Your instructions => From the records below, reproduce word for word every line from the one containing "Category: bird's shadow" through the one containing "(1115, 575)", including both of those lines.

Material to process =>
[START]
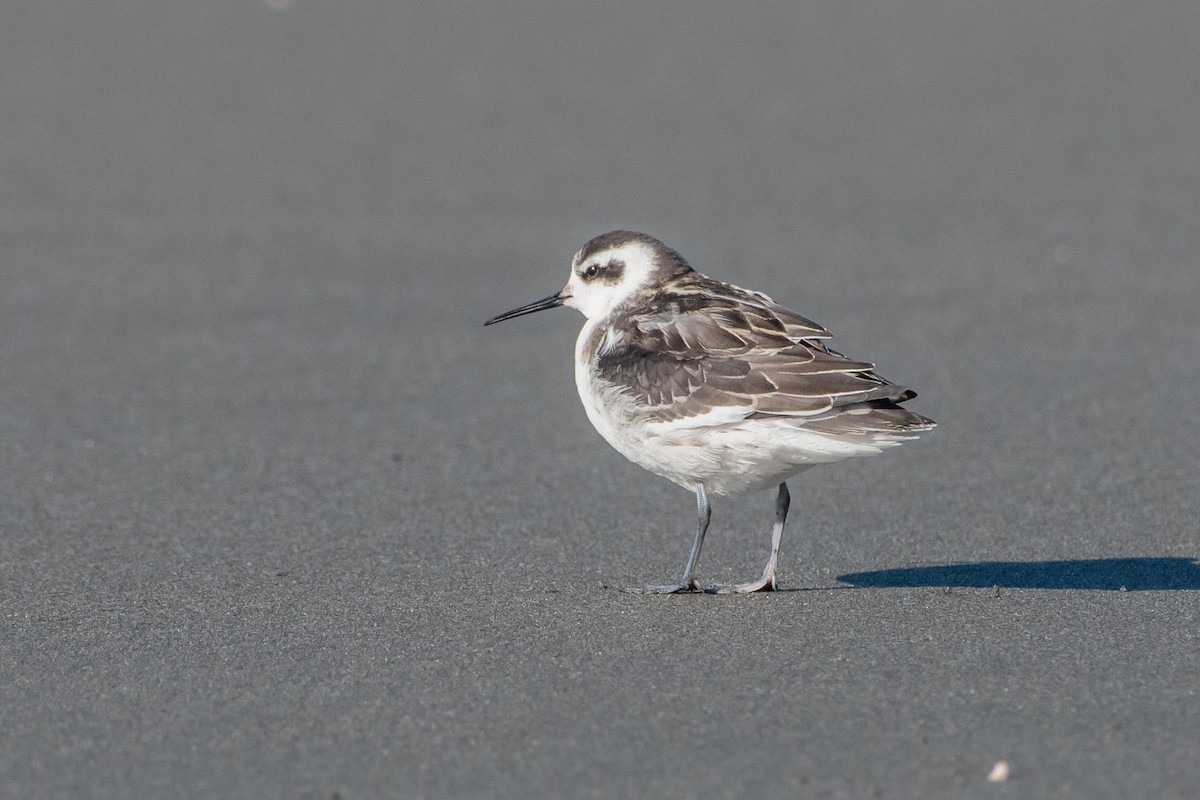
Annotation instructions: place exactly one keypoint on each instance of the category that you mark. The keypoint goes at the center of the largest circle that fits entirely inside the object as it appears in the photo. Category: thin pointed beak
(552, 301)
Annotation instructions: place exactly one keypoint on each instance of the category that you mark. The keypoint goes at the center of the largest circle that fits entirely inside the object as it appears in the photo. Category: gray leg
(687, 583)
(767, 582)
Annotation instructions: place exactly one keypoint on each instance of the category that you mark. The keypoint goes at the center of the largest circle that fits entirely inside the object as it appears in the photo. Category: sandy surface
(282, 519)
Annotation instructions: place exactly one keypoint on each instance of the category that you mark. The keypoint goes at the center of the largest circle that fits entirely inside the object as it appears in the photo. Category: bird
(715, 388)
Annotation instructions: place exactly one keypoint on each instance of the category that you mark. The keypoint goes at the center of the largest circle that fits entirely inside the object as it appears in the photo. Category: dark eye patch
(607, 272)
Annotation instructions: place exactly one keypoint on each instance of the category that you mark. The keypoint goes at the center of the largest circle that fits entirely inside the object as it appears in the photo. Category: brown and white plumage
(715, 388)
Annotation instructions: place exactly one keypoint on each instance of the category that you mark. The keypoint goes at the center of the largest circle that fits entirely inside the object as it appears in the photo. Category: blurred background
(279, 515)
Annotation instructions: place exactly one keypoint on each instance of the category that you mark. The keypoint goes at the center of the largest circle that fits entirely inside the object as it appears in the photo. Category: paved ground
(281, 519)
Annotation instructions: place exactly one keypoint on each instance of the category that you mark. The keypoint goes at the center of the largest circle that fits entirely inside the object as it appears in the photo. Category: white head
(607, 271)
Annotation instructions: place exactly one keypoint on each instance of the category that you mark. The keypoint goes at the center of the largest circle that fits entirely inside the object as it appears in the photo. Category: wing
(705, 353)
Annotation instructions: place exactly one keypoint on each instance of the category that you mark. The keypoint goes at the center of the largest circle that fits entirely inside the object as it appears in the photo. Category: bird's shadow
(1115, 575)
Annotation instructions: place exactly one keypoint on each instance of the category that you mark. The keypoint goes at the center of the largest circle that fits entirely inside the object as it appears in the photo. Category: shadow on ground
(1132, 575)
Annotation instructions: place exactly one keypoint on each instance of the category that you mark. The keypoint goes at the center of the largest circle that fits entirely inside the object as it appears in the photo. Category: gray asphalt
(281, 519)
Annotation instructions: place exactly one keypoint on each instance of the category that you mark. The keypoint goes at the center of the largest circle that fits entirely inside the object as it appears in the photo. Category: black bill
(552, 301)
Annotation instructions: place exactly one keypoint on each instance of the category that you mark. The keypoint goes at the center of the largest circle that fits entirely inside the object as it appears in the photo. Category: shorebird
(715, 388)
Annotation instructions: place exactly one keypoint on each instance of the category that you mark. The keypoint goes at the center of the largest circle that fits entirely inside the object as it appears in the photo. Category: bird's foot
(766, 583)
(669, 589)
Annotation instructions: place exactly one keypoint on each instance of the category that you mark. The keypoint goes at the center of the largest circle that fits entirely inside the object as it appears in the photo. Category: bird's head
(609, 270)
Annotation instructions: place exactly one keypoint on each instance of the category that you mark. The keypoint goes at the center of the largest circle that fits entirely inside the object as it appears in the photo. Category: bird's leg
(687, 583)
(767, 582)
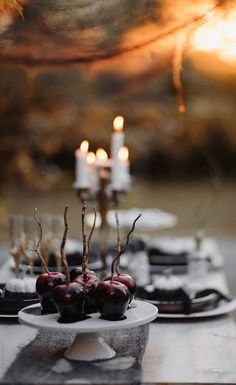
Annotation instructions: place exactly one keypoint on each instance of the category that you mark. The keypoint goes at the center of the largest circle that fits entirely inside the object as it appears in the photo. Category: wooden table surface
(199, 351)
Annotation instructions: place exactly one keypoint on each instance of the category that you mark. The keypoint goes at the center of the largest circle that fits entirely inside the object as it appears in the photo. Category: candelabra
(103, 180)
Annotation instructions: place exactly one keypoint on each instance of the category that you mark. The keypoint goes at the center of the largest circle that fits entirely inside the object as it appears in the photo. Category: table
(199, 351)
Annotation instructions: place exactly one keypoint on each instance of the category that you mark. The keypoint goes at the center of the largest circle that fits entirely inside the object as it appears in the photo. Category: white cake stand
(88, 345)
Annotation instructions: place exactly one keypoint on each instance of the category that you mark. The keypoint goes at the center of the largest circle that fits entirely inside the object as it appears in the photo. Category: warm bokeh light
(118, 123)
(84, 146)
(123, 154)
(218, 35)
(91, 158)
(101, 154)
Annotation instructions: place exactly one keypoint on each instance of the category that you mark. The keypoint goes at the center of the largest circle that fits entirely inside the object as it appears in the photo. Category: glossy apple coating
(128, 281)
(69, 301)
(76, 271)
(112, 299)
(90, 283)
(44, 286)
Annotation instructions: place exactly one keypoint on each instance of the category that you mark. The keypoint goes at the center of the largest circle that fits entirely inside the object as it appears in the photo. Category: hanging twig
(84, 255)
(90, 235)
(63, 256)
(123, 249)
(36, 250)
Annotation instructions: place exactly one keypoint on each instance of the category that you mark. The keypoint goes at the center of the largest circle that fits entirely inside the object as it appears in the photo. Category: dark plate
(204, 300)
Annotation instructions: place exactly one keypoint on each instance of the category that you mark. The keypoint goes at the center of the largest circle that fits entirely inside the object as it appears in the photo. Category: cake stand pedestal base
(89, 347)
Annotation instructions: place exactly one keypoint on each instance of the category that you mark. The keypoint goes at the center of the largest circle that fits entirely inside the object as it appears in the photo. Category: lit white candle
(81, 170)
(102, 158)
(123, 156)
(90, 159)
(120, 178)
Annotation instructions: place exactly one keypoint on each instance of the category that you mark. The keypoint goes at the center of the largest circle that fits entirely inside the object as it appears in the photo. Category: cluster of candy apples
(78, 293)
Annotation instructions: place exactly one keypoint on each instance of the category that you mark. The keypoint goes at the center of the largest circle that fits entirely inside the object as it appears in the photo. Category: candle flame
(118, 123)
(84, 146)
(90, 158)
(123, 154)
(101, 154)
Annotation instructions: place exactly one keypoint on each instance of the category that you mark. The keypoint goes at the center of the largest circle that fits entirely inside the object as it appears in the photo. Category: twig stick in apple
(63, 243)
(90, 236)
(84, 255)
(36, 250)
(117, 258)
(117, 267)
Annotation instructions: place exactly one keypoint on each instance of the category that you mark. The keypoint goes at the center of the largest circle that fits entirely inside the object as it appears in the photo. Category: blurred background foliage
(67, 70)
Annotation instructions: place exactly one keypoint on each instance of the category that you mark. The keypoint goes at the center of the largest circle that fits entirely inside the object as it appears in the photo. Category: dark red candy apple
(44, 286)
(76, 271)
(69, 301)
(90, 283)
(112, 299)
(128, 281)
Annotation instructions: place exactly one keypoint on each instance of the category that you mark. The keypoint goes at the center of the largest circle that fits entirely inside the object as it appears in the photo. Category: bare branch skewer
(90, 236)
(36, 250)
(63, 256)
(123, 249)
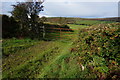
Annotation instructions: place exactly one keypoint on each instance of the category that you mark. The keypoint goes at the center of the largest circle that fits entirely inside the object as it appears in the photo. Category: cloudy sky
(72, 8)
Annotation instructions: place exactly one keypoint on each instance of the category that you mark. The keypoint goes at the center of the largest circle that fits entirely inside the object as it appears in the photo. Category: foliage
(11, 46)
(10, 28)
(26, 13)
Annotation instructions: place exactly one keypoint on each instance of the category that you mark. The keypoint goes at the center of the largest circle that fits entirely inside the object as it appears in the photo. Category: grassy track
(68, 57)
(36, 60)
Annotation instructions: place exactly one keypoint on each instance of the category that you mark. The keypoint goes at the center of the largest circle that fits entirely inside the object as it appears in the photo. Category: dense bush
(98, 48)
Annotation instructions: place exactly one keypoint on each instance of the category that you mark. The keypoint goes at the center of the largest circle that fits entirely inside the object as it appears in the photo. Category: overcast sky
(73, 8)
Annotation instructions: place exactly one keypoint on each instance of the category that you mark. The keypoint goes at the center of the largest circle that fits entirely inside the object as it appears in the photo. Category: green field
(88, 52)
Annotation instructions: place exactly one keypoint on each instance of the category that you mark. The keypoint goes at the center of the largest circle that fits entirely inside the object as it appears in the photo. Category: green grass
(82, 55)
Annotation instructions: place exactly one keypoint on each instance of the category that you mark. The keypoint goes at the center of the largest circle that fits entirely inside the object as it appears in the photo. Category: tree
(10, 27)
(26, 13)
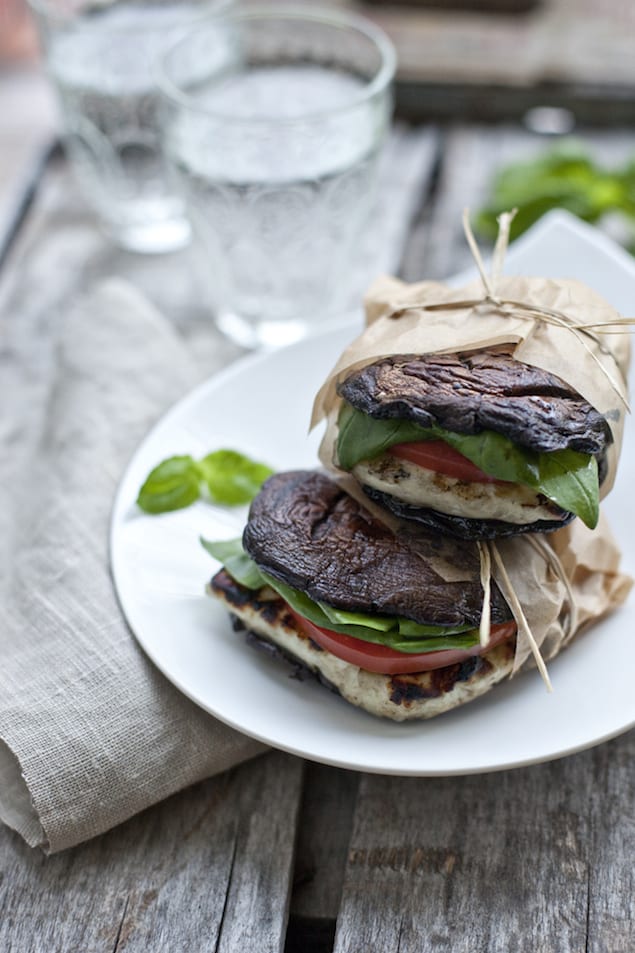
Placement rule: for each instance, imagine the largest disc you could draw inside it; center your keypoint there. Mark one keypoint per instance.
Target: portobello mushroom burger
(477, 445)
(390, 621)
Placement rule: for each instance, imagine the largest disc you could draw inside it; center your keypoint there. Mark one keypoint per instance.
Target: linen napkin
(91, 732)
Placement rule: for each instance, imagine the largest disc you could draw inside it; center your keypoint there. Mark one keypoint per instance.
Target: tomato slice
(440, 456)
(387, 661)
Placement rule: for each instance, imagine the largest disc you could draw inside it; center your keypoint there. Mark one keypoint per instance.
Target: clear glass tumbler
(275, 144)
(101, 58)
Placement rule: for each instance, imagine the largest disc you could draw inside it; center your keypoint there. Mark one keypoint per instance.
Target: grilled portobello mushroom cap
(305, 531)
(468, 393)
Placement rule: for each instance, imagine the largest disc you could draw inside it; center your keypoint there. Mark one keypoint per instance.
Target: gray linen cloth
(91, 732)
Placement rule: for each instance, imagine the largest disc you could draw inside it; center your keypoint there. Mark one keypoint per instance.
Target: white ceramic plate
(261, 406)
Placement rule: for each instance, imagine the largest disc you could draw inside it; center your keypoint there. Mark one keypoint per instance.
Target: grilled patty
(398, 697)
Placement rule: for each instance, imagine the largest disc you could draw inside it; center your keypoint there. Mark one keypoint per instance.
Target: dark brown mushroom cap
(305, 531)
(463, 527)
(468, 393)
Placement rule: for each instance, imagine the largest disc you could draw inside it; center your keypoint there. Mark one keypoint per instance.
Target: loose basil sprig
(224, 476)
(398, 633)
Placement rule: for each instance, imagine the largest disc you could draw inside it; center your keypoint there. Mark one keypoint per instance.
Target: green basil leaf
(342, 617)
(231, 477)
(238, 564)
(404, 635)
(439, 637)
(361, 437)
(571, 480)
(172, 485)
(566, 477)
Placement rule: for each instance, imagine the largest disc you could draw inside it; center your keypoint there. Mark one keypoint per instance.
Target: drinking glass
(275, 144)
(101, 56)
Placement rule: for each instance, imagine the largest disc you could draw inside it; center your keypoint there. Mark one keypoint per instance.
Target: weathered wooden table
(282, 854)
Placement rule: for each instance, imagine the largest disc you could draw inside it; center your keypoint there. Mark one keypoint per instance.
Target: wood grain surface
(282, 855)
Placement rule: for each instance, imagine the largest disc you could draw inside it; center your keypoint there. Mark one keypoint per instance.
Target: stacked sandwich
(470, 438)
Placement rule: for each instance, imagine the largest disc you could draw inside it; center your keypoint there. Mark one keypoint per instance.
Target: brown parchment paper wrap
(398, 322)
(560, 597)
(555, 584)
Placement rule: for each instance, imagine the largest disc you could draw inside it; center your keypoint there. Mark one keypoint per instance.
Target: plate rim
(555, 219)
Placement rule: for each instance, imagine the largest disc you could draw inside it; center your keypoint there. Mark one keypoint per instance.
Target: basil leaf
(571, 480)
(238, 564)
(439, 637)
(361, 437)
(172, 485)
(231, 477)
(566, 477)
(404, 635)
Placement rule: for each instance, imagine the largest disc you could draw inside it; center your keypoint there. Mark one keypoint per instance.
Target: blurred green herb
(224, 476)
(564, 177)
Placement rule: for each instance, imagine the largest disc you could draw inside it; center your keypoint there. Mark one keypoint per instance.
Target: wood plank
(490, 864)
(611, 913)
(324, 830)
(208, 870)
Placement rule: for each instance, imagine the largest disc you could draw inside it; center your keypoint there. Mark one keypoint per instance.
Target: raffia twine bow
(505, 306)
(489, 553)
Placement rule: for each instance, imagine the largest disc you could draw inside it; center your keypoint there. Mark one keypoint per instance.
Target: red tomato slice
(387, 661)
(439, 456)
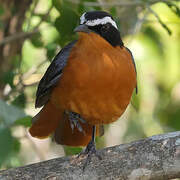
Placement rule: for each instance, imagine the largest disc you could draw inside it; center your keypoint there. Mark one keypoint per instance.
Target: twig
(153, 158)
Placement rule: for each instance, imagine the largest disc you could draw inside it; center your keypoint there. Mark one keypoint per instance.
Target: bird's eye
(105, 27)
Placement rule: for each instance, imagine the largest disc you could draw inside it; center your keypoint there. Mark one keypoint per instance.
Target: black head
(101, 23)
[END]
Final answer =>
Annotation instructions: place exactly one keypoint on each instance of the category that you mark. The keypoint goes at the center of the largest circle that fits entirely inside the object as it appears in the photo. Category: bird's shadow
(1115, 575)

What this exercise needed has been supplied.